— Begin —

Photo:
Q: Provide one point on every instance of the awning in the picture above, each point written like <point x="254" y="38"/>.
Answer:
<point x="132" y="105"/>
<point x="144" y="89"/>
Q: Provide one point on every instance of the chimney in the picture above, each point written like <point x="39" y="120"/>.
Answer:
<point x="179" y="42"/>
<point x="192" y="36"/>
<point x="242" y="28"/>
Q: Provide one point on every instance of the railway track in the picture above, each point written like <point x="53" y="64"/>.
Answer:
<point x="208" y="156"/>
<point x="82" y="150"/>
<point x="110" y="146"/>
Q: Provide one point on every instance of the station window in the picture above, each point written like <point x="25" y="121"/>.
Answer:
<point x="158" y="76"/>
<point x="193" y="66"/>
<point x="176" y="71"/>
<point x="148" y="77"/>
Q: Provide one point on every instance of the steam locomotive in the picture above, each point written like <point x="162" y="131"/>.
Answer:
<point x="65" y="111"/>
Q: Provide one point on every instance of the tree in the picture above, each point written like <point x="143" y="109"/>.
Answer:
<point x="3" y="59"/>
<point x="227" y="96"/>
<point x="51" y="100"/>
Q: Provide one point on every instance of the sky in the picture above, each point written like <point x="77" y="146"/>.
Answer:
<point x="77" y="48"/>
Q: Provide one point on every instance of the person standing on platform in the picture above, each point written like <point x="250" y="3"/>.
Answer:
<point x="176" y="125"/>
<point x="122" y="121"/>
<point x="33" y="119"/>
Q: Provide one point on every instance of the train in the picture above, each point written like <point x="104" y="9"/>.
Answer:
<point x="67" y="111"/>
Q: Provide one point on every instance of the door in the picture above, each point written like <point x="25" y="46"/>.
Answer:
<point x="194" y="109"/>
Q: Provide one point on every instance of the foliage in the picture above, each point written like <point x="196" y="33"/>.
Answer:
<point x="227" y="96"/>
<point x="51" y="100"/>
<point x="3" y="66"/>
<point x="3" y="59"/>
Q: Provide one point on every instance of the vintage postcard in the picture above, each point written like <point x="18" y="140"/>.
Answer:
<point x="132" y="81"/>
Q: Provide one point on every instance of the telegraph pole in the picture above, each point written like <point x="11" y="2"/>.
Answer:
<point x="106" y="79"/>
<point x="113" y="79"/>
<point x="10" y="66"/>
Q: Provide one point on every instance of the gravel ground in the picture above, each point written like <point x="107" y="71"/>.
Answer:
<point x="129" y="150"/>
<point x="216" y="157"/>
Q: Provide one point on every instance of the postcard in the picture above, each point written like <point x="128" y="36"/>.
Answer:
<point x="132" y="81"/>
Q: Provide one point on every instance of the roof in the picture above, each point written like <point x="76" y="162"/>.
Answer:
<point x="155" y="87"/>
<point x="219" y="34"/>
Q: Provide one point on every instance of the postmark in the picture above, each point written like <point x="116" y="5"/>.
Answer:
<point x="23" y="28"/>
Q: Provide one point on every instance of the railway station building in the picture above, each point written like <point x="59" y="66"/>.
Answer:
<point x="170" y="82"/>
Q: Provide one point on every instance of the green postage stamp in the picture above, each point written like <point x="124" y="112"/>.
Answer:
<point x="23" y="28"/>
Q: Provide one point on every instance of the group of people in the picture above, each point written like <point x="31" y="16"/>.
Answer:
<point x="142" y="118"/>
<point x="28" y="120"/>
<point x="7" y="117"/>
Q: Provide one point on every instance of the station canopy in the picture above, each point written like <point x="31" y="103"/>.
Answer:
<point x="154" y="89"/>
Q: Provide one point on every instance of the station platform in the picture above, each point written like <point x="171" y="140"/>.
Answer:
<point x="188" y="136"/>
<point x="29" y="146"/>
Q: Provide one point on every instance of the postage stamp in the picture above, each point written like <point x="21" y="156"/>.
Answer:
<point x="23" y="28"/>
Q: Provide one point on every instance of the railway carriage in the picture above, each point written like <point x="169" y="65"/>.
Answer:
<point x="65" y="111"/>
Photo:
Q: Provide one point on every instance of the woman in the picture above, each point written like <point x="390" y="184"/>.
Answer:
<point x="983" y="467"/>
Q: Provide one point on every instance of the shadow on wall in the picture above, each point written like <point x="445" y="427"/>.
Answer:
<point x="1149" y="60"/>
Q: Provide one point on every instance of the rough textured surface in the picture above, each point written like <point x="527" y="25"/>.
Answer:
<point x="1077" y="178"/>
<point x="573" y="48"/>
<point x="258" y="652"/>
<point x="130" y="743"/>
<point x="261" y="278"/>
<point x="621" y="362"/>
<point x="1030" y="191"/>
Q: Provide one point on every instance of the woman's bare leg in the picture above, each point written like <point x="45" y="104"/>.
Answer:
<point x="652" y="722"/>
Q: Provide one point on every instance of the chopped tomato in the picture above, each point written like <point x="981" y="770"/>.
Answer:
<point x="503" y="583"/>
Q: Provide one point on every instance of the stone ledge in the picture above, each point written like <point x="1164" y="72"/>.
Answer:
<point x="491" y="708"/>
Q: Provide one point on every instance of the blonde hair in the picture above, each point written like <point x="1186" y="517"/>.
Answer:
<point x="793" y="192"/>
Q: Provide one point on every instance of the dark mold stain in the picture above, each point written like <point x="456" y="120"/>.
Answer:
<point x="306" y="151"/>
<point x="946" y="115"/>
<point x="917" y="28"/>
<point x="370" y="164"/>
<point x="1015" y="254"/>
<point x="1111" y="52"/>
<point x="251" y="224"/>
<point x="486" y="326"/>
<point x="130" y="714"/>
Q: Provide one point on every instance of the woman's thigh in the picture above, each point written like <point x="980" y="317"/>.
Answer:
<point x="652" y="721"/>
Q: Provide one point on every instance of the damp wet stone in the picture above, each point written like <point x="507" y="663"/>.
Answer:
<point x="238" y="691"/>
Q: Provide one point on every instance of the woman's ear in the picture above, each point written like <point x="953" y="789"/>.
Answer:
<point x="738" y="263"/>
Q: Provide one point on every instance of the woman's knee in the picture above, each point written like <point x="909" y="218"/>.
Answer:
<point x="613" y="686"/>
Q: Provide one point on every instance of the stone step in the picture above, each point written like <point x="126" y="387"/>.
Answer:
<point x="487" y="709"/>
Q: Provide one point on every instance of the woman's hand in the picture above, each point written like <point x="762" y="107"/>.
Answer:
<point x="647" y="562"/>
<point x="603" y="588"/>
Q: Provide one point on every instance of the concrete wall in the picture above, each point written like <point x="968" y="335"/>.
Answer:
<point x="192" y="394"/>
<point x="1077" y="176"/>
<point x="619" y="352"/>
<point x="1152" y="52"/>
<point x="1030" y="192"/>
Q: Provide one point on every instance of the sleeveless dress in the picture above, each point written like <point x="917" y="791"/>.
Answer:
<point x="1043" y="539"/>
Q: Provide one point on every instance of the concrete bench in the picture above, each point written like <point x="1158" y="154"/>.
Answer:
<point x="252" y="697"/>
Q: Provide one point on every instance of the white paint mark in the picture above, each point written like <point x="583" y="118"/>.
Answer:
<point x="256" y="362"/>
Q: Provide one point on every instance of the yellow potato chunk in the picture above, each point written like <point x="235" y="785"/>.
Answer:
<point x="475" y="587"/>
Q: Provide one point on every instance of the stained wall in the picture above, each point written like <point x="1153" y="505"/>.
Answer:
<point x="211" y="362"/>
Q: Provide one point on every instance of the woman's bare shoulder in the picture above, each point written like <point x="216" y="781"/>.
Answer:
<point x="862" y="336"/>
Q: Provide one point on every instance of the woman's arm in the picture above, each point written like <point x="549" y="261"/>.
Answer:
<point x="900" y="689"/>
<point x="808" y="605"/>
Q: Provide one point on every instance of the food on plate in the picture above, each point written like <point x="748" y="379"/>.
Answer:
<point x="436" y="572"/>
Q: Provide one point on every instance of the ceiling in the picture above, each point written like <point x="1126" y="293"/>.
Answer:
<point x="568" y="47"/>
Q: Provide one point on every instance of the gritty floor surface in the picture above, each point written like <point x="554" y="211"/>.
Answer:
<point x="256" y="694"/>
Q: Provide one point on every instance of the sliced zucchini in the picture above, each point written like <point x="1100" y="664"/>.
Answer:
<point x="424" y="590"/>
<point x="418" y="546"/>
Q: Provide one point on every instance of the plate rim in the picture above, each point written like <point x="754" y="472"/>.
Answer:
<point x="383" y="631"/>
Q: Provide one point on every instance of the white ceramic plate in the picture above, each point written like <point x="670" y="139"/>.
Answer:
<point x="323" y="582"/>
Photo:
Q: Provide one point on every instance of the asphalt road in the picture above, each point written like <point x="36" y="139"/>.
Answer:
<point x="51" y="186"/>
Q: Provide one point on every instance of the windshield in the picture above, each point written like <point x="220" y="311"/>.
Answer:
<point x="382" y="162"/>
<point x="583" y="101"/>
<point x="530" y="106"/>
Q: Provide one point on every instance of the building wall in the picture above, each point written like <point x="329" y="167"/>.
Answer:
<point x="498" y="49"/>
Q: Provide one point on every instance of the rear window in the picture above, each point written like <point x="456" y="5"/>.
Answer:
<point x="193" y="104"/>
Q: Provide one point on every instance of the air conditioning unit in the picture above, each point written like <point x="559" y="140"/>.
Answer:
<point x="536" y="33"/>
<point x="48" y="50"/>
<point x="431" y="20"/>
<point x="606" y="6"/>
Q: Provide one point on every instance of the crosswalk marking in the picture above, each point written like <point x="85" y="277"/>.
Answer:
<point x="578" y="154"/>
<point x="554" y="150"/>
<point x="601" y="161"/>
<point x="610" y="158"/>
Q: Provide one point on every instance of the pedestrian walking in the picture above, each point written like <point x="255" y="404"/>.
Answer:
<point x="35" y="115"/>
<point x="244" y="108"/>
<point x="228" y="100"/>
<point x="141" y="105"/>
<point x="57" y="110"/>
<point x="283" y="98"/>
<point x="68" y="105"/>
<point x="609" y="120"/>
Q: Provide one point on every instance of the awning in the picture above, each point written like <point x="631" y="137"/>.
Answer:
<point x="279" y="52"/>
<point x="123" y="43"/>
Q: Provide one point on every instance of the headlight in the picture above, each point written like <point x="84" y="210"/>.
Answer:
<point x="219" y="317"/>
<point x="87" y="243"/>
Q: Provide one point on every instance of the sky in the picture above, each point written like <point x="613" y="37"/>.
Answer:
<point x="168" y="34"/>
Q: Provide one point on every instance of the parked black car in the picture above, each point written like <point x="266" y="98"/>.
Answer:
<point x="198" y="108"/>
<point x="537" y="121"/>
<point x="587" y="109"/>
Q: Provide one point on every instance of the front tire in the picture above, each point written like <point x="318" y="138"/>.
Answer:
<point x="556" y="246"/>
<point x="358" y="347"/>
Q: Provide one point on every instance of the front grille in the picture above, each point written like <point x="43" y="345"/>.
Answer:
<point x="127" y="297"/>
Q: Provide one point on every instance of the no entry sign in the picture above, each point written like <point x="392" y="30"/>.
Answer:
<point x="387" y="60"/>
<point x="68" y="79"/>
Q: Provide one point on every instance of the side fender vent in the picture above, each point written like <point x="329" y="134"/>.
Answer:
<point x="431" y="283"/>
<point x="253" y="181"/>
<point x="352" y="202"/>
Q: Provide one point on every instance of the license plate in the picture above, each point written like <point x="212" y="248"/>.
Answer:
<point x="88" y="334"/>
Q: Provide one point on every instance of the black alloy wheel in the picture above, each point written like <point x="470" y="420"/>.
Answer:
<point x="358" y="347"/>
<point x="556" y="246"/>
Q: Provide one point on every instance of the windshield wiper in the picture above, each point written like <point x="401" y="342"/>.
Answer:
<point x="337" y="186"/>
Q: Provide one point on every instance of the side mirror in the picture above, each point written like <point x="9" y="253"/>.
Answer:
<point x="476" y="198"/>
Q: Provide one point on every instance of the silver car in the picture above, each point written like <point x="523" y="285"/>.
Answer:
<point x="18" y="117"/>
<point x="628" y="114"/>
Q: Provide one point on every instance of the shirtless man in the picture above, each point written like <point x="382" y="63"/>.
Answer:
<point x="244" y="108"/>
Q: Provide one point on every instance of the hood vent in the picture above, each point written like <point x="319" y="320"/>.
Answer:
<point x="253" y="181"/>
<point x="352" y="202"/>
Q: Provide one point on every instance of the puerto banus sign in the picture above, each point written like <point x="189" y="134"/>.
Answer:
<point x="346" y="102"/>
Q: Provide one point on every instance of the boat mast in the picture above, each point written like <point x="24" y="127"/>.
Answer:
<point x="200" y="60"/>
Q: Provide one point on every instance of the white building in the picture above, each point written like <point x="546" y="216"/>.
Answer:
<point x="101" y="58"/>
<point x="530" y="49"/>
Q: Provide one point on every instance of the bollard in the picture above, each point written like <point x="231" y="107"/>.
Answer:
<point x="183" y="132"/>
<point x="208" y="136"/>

— End —

▶ _Aim of the task_: Reproduce the listing above without any change, starting at the line that contains "Q: Provide one point on every instance of the windshield wiper" and ending with its last line.

▶ _Answer to the task_:
Q: Provide one point on every instance of the windshield wiper in the picture above, each point written like <point x="401" y="342"/>.
Answer:
<point x="337" y="186"/>
Q: Provide one point on every instance of the side mirror in the picture above, each point written like <point x="9" y="253"/>.
Answer:
<point x="476" y="198"/>
Q: Provide one point on every instance of the silver car in the picture above, each point written like <point x="523" y="285"/>.
Answer:
<point x="18" y="117"/>
<point x="628" y="114"/>
Q: Provide one point on every instance of the shirtless man in the picture above, each point written like <point x="382" y="63"/>.
Answer:
<point x="244" y="108"/>
Q: Provide one point on every instance of the hood vent in the picture above, each point written like <point x="319" y="320"/>.
Answer:
<point x="253" y="181"/>
<point x="352" y="202"/>
Q: Provide one point on every instance of the puerto banus sign in the picture above, each point written like <point x="189" y="134"/>.
Answer:
<point x="346" y="102"/>
Q: Provide one point on every instance of the boat mast in the picture above, each point written like <point x="24" y="127"/>.
Answer:
<point x="200" y="60"/>
Q: Provide one point on every instance of the white building in the picture above, each point written like <point x="546" y="216"/>.
Answer:
<point x="101" y="58"/>
<point x="530" y="49"/>
Q: Provide one point on every instance of the bollard in the picture above, each point written like <point x="231" y="107"/>.
Answer:
<point x="183" y="132"/>
<point x="208" y="136"/>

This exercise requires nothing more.